Could you continue the court judgment on the divorce-related trust, picking up after its final sentence?

Document:
____________

The clause is not without pointers to
interpretation. Clause 6.3 provides that plaintiff retains a motor
vehicle as her property.
That vehicle is then transferred into the
name of the trust. I would have thought that, if this clause was
disputed with a measure
of cogency, it could be argued that, unless
the trust paid value for the property, it would have either been a
donation or a transfer
on loan account. So much is clear by way of
the emphasis of the phrase “as her sole property” as it
appears in clause
6.3. By contrast, clause 6.4, which is the clause
in dispute, makes no such provision. All it says is that Mr
Vermeulen will
make payment to the trust.
The question therefore that has to be
asked is whether this payment constitutes property in the name of the
respondent which, in
turn, was lent by the respondent to the trust.
In this case an asset has to be reflected in respondent’s
estate. Without
the benefit of the trust deed or the trust accounts
and, given the wording as employed in 6.4, this Court is constrained
for guidance
to have recourse to the legal nature of a trust. In
Land and Agricultural Bank of South Africa v Parker 2005(2) SA 77
(SCA) at
paras 10-11, Cameron JA (as he then was) said:
“A trust is an accumulation of
assets and liabilities. These constitute the trust estate which is a
separate entity. But
though separate, the accumulation of rights and
obligations comprising the trust estate does not have legal
personality, it vests
in the trust and must be administered by them
and it is only through the trustees specified as in the trust
instrument that the
trust can act.”
Thus, if Mr Vermeulen transferred
assets to the trust, absent any evidence to the contrary, the common
law of trusts would apply.
The assets so transferred would be assets
of the trust.
This is not a surprising conclusion as
this approach features significantly in the case of Estate Welch v
Commissioner for SARS
[2004] 2 ALL SA 586
(SCA), the importance of
which bears some attention in this judgment. In this case, Mr Welch
married twice. His second marriage
was dissolved by a decree of
divorce in 1996. The action was unopposed because the parties had
negotiated a consent paper, which
governed a range of matters,
including the proprietary consequences of the marriage and
maintenance for both Ms Welch and the minor
child.
In terms of the consent paper, the
parties agreed to the setting up by Mr Welch of a trust and the
transfer to it of assets to enable
the trustees to fulfil the
obligation to be undertaken by them. The primary obligation of the
trustees was to ensure that the
provision of the consent paper which
had been made an order of court was so implemented. The consent
paper recognised that Mr
Welch had a legal obligation to pay
rehabilitative maintenance to Ms Welch as well as to contribute to
the maintenance of the minor
child. It provided that in discharge
thereof, Mr Welch would settle certain assets upon a trust to be
created with the specific
intention of providing income for purposes,
thereafter set out in the consent paper.
This is indeed what then happened. The
question before the Court was whether a donation had been made by Mr
Welch to the trust.
Marais JA at para 39 said the following:
“There is no intention to make a
donation in any sense of the word. The funds settled upon the trust
are not intended to
be given to anybody as a gift; they are intended
to be used and settle legal obligations which burden the settlor.
The trustee
undertakes to fulfil the mandate given to him and in
fulfilling it discharges the obligations of the settlor to the
relevant third
parties. If the mere fact that the trustee in his own
right has not paid the settlor anything or given some quid pro quo
(other
than an undertaking to fulfil the mandate imposed by the trust
deed) for the funds given to him for that purpose is to be the sole

criterion for imposing a liability to pay donations tax, it is
difficult to conceive of any case in which a trust can be established

and assets transferred to trust where a liability for donations tax
would not arise.”

____________

Entries supplied:
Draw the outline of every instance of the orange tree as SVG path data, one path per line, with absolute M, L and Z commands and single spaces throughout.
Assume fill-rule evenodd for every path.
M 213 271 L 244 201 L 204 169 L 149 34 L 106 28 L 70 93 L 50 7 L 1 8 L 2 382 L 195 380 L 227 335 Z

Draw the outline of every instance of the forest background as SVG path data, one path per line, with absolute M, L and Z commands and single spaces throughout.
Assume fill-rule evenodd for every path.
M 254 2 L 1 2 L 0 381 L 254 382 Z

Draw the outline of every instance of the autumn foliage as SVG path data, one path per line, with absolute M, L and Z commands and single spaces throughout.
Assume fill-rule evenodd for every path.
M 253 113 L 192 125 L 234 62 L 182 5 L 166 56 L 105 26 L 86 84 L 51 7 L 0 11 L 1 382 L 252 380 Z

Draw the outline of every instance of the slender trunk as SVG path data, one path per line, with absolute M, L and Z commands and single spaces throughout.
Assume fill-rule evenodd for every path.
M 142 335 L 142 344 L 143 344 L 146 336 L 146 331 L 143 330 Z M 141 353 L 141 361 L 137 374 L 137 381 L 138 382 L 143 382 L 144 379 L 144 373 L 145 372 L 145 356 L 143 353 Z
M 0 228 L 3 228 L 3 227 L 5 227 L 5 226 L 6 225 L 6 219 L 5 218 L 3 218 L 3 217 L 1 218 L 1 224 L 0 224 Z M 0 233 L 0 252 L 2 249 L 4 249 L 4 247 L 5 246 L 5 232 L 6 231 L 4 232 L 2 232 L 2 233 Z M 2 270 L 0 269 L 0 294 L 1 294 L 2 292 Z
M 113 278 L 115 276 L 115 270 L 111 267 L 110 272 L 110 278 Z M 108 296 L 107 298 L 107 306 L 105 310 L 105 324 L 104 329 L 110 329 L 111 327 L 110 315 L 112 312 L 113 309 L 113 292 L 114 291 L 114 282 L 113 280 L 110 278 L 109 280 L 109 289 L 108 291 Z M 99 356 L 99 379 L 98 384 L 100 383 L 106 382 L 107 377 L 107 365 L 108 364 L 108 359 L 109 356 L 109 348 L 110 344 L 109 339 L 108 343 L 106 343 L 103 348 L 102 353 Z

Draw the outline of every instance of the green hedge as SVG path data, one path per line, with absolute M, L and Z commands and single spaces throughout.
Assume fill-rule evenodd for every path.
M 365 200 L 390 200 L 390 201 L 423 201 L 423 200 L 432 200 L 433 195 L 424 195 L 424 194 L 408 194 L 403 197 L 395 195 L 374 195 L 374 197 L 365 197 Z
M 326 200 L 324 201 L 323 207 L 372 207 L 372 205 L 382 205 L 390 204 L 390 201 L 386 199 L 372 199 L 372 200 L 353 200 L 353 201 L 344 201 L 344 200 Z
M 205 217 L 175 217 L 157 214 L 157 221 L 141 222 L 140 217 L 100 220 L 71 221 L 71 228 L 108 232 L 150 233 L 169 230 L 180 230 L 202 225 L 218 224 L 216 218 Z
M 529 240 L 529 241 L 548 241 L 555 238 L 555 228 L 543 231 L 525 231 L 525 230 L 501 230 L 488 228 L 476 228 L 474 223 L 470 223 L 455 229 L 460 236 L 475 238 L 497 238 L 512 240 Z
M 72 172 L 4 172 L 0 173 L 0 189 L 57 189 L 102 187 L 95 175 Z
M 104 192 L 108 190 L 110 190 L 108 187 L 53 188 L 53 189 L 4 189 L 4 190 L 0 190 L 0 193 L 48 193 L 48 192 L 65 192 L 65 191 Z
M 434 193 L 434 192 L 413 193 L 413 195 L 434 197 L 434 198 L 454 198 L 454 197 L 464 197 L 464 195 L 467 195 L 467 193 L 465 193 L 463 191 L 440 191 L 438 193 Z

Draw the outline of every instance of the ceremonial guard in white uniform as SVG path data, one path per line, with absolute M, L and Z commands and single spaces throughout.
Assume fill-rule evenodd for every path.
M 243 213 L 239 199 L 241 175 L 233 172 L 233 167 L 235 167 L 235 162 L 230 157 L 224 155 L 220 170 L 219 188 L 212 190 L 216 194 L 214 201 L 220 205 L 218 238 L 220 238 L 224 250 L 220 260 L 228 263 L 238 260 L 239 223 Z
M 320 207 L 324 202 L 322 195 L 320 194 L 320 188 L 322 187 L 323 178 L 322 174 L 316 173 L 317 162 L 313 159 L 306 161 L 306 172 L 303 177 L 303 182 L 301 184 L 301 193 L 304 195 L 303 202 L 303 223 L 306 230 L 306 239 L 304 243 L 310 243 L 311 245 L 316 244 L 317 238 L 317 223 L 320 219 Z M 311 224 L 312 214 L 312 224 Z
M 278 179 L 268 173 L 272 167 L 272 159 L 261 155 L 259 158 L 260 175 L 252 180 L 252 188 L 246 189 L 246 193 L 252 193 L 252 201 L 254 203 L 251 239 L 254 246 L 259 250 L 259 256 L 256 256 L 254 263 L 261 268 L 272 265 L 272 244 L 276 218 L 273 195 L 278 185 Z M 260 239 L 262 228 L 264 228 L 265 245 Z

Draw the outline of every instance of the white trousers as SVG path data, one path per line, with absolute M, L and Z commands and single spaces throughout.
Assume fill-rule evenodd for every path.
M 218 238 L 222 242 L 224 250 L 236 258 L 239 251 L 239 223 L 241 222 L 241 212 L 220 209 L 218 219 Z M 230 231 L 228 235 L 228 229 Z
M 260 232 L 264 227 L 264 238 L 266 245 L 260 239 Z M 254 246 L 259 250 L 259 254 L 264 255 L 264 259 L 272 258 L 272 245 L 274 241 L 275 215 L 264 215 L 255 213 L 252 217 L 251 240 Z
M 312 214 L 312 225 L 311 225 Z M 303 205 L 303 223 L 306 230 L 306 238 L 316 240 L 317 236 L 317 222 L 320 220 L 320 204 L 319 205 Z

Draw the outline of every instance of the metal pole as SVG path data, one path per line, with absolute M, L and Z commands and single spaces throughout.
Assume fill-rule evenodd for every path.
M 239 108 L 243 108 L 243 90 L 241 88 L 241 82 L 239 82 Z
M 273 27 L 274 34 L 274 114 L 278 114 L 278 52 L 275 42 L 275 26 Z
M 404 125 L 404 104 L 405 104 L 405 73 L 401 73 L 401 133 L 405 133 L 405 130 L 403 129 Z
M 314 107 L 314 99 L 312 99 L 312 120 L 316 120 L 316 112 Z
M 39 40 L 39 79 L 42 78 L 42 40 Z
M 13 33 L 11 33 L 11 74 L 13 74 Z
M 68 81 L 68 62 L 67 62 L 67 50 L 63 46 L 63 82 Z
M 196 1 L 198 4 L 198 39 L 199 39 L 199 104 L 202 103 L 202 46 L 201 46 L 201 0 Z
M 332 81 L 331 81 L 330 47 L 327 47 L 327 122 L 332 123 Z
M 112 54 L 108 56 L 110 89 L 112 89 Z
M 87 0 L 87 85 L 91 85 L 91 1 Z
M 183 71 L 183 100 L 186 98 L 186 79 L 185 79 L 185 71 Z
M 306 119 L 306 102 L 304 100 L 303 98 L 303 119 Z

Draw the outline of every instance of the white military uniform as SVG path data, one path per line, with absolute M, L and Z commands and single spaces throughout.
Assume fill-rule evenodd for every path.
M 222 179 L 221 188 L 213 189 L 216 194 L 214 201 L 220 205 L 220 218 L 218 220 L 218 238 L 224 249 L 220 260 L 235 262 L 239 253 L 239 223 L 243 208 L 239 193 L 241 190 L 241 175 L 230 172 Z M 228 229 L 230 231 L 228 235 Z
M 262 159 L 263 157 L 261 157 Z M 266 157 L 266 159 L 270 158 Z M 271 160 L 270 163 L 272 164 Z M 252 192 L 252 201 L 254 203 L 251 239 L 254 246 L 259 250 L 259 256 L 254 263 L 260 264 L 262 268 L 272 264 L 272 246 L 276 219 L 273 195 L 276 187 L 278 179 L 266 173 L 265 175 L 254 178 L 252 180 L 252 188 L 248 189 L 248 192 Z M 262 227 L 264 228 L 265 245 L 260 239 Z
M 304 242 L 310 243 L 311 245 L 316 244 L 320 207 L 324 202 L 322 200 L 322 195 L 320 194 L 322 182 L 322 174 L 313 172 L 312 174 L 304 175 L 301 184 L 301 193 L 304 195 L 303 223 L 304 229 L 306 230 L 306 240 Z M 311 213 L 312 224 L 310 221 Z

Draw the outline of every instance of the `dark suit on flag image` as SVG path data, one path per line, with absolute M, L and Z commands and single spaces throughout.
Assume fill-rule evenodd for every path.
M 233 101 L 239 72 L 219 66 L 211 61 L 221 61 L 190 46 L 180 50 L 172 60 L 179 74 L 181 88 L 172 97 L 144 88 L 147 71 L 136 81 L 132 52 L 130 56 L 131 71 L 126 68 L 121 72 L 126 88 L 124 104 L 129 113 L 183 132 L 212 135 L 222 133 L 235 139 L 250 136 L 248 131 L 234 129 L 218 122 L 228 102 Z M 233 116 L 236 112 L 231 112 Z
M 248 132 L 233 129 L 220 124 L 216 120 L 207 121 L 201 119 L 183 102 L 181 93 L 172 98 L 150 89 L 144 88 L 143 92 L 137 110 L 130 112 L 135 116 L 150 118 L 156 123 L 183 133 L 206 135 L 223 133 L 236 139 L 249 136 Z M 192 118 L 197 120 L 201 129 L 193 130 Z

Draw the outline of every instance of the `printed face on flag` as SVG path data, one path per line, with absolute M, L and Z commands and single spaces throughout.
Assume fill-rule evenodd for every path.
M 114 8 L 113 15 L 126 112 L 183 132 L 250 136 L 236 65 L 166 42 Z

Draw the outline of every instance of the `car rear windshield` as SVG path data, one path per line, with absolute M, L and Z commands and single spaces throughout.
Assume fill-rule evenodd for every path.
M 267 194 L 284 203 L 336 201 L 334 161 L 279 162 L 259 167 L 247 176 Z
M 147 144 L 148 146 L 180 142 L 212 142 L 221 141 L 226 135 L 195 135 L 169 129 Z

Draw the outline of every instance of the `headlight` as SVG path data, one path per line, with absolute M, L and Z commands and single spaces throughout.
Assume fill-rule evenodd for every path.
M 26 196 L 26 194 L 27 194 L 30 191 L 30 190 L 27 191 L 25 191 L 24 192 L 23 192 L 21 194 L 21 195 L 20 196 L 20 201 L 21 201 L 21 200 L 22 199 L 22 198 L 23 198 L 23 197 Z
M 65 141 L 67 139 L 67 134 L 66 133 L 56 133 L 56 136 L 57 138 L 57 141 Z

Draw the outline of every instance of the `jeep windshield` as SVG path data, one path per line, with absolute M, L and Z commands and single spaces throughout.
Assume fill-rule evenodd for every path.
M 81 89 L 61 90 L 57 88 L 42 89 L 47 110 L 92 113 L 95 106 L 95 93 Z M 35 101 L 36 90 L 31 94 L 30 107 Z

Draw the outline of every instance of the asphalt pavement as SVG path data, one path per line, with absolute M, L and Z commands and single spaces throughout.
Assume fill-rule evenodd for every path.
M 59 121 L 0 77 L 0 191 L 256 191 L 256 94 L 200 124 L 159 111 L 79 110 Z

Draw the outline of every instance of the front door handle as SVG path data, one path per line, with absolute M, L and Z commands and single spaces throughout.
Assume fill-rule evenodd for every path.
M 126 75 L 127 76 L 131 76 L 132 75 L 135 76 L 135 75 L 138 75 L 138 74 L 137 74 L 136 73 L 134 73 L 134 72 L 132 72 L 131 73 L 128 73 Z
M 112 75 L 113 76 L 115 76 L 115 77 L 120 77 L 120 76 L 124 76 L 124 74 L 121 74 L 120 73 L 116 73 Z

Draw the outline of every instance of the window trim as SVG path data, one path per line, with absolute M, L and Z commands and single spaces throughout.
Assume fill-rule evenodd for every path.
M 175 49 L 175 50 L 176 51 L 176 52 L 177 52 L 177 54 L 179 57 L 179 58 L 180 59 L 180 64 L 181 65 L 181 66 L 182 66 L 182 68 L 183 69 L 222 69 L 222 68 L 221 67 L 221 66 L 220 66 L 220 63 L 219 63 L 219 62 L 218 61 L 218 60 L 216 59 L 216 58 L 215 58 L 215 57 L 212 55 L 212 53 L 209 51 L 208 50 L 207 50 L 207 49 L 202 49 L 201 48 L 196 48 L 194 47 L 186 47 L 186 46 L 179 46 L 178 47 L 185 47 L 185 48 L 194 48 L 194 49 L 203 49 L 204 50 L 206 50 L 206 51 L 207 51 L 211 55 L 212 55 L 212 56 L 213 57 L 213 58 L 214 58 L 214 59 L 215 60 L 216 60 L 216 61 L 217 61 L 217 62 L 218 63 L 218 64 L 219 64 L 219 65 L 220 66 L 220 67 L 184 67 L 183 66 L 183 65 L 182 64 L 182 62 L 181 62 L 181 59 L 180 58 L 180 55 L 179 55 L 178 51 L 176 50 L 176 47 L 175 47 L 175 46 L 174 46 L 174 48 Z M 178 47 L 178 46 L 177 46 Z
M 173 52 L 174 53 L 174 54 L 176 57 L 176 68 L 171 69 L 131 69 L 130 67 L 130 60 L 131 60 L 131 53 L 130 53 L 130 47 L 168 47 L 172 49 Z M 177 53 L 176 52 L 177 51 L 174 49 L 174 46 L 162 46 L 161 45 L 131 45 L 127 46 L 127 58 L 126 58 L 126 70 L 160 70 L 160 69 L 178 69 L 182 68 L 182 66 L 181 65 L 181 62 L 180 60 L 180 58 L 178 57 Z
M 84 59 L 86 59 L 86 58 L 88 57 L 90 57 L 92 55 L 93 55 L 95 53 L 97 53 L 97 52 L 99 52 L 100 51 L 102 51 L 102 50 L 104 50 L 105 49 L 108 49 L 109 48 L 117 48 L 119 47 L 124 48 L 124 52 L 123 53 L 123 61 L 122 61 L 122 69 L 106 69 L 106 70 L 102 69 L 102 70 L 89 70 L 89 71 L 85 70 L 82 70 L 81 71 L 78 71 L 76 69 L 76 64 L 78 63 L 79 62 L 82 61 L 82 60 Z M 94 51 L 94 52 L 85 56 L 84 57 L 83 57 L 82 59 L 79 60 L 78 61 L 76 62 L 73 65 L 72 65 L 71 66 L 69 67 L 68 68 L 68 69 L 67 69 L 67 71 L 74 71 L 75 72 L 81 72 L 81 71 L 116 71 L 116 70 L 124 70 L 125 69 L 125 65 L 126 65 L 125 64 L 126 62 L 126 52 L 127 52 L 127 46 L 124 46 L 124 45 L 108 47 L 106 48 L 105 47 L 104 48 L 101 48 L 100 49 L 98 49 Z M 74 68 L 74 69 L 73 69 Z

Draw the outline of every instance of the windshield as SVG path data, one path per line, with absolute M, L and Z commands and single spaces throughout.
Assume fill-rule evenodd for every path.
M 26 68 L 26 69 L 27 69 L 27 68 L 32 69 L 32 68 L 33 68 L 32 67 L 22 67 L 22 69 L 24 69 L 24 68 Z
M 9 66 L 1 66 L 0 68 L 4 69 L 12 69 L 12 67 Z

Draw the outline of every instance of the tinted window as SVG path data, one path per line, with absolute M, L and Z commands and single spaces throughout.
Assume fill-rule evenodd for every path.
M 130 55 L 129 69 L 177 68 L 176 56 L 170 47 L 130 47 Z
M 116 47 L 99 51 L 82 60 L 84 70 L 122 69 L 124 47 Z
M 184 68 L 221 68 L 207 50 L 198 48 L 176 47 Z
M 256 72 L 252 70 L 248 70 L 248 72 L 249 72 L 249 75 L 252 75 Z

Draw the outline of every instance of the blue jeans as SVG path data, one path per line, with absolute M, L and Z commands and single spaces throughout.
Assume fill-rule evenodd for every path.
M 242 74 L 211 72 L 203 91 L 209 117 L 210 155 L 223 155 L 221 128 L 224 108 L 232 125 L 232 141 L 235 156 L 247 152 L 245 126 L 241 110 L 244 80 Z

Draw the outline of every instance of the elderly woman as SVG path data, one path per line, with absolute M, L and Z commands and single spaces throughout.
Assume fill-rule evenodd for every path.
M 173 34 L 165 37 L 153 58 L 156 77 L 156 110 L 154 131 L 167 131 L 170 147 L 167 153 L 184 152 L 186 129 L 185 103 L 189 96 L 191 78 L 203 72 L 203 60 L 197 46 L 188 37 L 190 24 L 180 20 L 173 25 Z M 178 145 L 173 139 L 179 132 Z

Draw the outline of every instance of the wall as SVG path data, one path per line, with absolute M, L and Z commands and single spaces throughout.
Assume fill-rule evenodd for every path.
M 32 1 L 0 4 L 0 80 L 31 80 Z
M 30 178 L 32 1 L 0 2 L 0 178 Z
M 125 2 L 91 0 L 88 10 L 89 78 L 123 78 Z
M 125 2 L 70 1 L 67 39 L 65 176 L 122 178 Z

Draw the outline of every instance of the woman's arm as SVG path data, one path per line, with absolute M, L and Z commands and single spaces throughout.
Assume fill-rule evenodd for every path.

____________

Task response:
The learned judge of appeal then
concluded at para 44:
“In the present case, the facts
are such that whatever view one takes of the definition of ‘donation’
there has
been no donation of R3 216 760,00. If one accepts that a
motive of sheer liberality or disinterested benevolence remains an
essential
element in the inquiry and has not been excluded by the
definition, it is clear that the assets were not settled upon the
trustees
with any such motive. The primary and dominant purpose was
to enable them to satisfy the legal obligations which the consent
paper
which had been an order of court imposed upon Mr Welch.”
(my emphasis)
In my view, this case is relevant to
the present dispute. The taxpayer in that case had proprietary
obligations which he owed to
his ex-wife. They were discharged by way
of a settlement of money to a trust. There is no suggestion that the
assets were not
those of the trust. Indeed this position was the
basis upon which the entire judgment turned.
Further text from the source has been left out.